**Data to use**
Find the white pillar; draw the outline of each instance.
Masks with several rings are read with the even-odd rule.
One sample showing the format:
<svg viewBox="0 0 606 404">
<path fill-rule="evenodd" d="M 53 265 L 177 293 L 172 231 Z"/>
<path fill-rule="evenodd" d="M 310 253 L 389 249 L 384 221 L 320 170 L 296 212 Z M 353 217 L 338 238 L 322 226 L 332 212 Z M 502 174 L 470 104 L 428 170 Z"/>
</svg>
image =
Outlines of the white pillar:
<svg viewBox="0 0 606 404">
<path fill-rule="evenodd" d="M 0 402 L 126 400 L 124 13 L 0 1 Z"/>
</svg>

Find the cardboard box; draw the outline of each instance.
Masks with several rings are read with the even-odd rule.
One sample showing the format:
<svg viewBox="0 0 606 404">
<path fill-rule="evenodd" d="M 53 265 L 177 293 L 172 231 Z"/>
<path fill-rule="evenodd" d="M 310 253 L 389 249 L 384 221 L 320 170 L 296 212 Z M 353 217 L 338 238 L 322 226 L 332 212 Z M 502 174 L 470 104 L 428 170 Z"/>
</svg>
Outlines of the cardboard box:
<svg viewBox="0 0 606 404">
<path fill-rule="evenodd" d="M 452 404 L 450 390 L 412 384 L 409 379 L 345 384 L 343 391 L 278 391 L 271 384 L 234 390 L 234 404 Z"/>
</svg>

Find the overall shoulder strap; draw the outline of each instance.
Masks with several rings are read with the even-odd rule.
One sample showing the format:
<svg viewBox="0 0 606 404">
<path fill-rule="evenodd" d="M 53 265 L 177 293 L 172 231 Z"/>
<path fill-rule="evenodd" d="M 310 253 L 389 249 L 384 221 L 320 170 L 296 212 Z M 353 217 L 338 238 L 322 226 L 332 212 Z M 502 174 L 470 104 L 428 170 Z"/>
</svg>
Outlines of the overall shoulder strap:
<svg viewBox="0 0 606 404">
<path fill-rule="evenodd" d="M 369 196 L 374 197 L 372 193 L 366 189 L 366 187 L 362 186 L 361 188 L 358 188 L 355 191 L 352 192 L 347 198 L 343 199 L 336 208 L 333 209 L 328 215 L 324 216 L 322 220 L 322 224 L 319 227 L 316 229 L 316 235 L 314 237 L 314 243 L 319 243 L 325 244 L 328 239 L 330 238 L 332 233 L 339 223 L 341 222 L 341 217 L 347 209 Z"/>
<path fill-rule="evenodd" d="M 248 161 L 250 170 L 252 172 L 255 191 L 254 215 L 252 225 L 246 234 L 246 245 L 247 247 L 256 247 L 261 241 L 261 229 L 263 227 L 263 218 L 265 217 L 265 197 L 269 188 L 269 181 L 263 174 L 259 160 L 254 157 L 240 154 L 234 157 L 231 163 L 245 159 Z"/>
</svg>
...
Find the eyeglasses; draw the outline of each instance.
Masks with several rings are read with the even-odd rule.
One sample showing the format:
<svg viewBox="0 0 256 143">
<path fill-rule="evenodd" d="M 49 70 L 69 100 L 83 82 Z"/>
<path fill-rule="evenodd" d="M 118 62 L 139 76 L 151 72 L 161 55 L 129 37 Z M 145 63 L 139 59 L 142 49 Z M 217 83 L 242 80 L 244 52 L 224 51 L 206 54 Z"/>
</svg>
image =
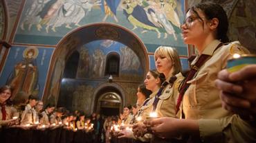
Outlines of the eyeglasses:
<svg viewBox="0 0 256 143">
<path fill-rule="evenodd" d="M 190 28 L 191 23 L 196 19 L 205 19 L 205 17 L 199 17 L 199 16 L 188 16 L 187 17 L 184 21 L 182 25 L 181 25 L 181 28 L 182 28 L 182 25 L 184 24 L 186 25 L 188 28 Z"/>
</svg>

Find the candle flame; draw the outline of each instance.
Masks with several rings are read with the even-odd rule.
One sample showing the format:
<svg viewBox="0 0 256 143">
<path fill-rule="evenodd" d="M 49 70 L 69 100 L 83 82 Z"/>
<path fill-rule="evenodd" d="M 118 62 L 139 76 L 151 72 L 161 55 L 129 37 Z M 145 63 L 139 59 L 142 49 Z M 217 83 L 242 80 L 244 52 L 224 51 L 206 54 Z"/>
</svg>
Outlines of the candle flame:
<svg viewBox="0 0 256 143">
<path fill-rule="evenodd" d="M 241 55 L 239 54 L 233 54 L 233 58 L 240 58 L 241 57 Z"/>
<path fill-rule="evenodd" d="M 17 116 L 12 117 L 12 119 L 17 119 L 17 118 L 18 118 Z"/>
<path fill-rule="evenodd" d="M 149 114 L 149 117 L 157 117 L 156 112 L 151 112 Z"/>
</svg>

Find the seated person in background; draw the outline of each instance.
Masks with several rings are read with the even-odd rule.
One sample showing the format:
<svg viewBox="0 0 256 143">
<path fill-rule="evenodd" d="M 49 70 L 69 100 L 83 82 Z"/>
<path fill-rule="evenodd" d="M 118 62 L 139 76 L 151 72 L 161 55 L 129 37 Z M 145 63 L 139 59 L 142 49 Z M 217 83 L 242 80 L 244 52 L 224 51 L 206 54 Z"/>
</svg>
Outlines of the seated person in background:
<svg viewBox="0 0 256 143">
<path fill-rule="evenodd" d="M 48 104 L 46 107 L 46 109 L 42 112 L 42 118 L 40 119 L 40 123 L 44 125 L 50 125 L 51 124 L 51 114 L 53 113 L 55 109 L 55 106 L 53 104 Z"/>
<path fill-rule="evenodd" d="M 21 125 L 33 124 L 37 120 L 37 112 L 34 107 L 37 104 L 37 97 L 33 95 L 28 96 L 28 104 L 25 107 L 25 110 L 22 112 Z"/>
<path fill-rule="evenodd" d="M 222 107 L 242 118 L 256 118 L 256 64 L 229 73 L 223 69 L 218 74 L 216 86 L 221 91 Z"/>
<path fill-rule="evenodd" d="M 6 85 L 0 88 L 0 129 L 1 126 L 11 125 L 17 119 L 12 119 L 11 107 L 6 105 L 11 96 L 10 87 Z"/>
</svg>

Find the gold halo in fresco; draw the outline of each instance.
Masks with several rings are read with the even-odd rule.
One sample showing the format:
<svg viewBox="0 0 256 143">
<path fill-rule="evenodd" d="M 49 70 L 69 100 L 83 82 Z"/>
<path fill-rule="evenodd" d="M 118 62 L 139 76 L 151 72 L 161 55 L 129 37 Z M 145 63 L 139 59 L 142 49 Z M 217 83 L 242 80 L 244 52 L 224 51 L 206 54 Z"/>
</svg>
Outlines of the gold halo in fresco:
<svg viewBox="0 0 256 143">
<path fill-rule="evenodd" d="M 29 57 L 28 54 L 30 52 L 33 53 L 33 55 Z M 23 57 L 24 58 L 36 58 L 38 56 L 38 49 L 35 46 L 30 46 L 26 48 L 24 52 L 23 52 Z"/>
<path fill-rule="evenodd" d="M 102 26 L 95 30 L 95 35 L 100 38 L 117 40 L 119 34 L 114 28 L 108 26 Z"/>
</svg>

**What is required**
Count the lines in the listing above that contain the string "strap", matching case exactly. Reply with the number only.

**Solution to this problem**
2